▶ **The exercise**: Rewrite the items below as a Markdown table with two columns, Row and Text. Put each nonblank line in its own numbered row.

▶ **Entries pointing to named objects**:

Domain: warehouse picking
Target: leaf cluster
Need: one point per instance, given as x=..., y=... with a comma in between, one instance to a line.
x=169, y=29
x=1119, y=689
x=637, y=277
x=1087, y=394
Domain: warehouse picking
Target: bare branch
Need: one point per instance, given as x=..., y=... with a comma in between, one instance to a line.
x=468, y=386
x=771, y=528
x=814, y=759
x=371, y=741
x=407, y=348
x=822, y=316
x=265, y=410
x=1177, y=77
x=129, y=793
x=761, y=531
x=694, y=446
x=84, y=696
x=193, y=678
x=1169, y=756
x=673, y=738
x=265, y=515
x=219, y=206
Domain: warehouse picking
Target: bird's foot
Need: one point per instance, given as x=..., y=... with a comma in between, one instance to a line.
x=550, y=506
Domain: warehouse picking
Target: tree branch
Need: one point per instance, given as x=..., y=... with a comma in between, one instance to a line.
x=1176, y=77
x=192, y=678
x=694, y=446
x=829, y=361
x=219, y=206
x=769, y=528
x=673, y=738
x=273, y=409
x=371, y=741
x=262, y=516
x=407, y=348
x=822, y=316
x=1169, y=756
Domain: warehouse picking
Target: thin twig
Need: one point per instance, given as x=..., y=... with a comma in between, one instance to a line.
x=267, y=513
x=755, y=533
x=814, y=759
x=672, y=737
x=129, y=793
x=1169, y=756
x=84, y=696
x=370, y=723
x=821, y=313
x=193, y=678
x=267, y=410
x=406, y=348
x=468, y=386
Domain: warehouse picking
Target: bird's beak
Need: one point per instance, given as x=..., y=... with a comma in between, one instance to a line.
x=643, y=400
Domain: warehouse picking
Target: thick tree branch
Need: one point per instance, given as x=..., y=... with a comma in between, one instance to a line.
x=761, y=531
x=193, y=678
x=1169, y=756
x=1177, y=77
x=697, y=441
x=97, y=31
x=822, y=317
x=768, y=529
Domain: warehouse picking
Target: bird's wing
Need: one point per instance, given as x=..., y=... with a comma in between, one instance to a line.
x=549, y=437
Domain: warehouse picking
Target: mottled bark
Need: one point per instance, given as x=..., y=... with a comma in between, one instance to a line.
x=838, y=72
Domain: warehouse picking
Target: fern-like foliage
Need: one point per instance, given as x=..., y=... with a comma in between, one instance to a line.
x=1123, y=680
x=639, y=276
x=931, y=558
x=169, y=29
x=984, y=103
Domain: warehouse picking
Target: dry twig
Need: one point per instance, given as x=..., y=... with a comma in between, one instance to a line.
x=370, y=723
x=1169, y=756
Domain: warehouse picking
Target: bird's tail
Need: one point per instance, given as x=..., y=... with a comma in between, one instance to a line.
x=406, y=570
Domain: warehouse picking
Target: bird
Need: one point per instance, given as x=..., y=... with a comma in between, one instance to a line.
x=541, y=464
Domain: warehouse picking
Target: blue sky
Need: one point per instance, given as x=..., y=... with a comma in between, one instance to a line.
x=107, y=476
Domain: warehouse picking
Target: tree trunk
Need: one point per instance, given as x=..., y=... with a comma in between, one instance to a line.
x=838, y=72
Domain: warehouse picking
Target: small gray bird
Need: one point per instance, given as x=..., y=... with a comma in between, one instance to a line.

▶ **Exercise response**:
| Row | Text |
|---|---|
| 1 | Domain: warehouse picking |
| 2 | Target: leaf cluster |
| 3 | Need: one point per instance, given as x=..., y=... with a comma in between, one instance to a line. |
| 4 | x=169, y=29 |
| 5 | x=1119, y=689 |
| 6 | x=637, y=277 |
| 7 | x=1087, y=394 |
| 8 | Domain: warehouse picking |
| 9 | Target: bare branch |
| 10 | Need: one point per instance, given as x=..., y=... with a comma in between, one instance to a line. |
| 11 | x=468, y=386 |
| 12 | x=771, y=528 |
| 13 | x=814, y=759 |
| 14 | x=371, y=741 |
| 15 | x=407, y=348 |
| 16 | x=822, y=316 |
| 17 | x=265, y=410 |
| 18 | x=1177, y=77 |
| 19 | x=129, y=793 |
| 20 | x=761, y=531 |
| 21 | x=694, y=446 |
| 22 | x=84, y=696 |
| 23 | x=193, y=678 |
| 24 | x=1169, y=756 |
| 25 | x=673, y=738 |
| 26 | x=265, y=515 |
| 27 | x=219, y=206 |
| 28 | Domain: warehouse picking |
| 29 | Target: bird's foot |
| 30 | Need: one point per instance, given as x=..., y=... with a comma in between, one instance to a line. |
| 31 | x=550, y=506 |
| 32 | Domain: warehouse picking |
| 33 | Target: tree branch |
| 34 | Need: one point per instance, given as x=..., y=... with a comma in between, one instance to a line. |
| 35 | x=1176, y=77 |
| 36 | x=192, y=678 |
| 37 | x=694, y=446 |
| 38 | x=829, y=361 |
| 39 | x=219, y=206 |
| 40 | x=769, y=528 |
| 41 | x=673, y=738 |
| 42 | x=273, y=409 |
| 43 | x=371, y=741 |
| 44 | x=262, y=516 |
| 45 | x=407, y=348 |
| 46 | x=822, y=316 |
| 47 | x=1169, y=756 |
| 48 | Domain: warehouse picking |
| 49 | Target: thin twig |
| 50 | Need: one point per instance, given as x=..., y=... with a comma in between, one instance to a line. |
| 51 | x=267, y=513 |
| 52 | x=755, y=533 |
| 53 | x=814, y=759 |
| 54 | x=672, y=737 |
| 55 | x=129, y=793 |
| 56 | x=1169, y=756 |
| 57 | x=84, y=696 |
| 58 | x=370, y=723 |
| 59 | x=821, y=313 |
| 60 | x=193, y=678 |
| 61 | x=267, y=410 |
| 62 | x=406, y=348 |
| 63 | x=468, y=386 |
| 64 | Domain: warehouse picking |
| 65 | Target: bird's beak |
| 66 | Need: one point per instance, given as x=..., y=... with a comma in between, one instance to a line. |
| 67 | x=643, y=400 |
| 68 | Domain: warehouse picking |
| 69 | Target: thick tree branch |
| 70 | Need: one point per instance, given as x=..., y=... with a comma in between, one instance to a line. |
| 71 | x=761, y=531 |
| 72 | x=193, y=678 |
| 73 | x=1169, y=756 |
| 74 | x=1177, y=77 |
| 75 | x=697, y=441 |
| 76 | x=97, y=31 |
| 77 | x=822, y=317 |
| 78 | x=768, y=529 |
| 79 | Domain: warehouse picking |
| 80 | Target: bird's wing |
| 81 | Need: one point per instance, given as x=..., y=... with a comma in between, one instance to a line. |
| 82 | x=549, y=437 |
| 83 | Domain: warehouse picking |
| 84 | Target: mottled bark |
| 85 | Need: one point per instance, given as x=..., y=... with a comma in between, one instance to a line. |
| 86 | x=838, y=72 |
| 87 | Domain: warehouse picking |
| 88 | Target: fern-like foliage |
| 89 | Need: one point per instance, given as x=..., y=... with a comma in between, one instance to a line. |
| 90 | x=1123, y=680 |
| 91 | x=639, y=276 |
| 92 | x=931, y=558 |
| 93 | x=169, y=29 |
| 94 | x=984, y=103 |
| 95 | Domain: warehouse picking |
| 96 | Target: dry twig |
| 97 | Need: one point per instance, given as x=..., y=... with a comma in between, one instance to a line. |
| 98 | x=370, y=723 |
| 99 | x=1169, y=756 |
| 100 | Domain: warehouse picking |
| 101 | Target: bird's tail |
| 102 | Need: one point per instance, given as x=..., y=... with a comma in between, one instance to a line. |
| 103 | x=406, y=570 |
| 104 | Domain: warehouse picking |
| 105 | Target: bird |
| 106 | Need: one point per instance, given as x=..., y=... with a comma in between, one instance to a line. |
| 107 | x=541, y=464 |
| 108 | Domain: warehouse picking |
| 109 | Target: blue sky |
| 110 | Need: one point per instance, given as x=..., y=... with a comma in between, one instance to a line. |
| 111 | x=107, y=476 |
| 112 | Domain: warehouse picking |
| 113 | Target: tree trunk |
| 114 | Need: one point per instance, given as x=..., y=... with a comma in between, one instance to a line. |
| 115 | x=838, y=72 |
| 116 | Domain: warehouse picking |
| 117 | Target: small gray bird |
| 118 | Need: one point per instance, given as x=..., y=... with a comma in between, one instance to a line. |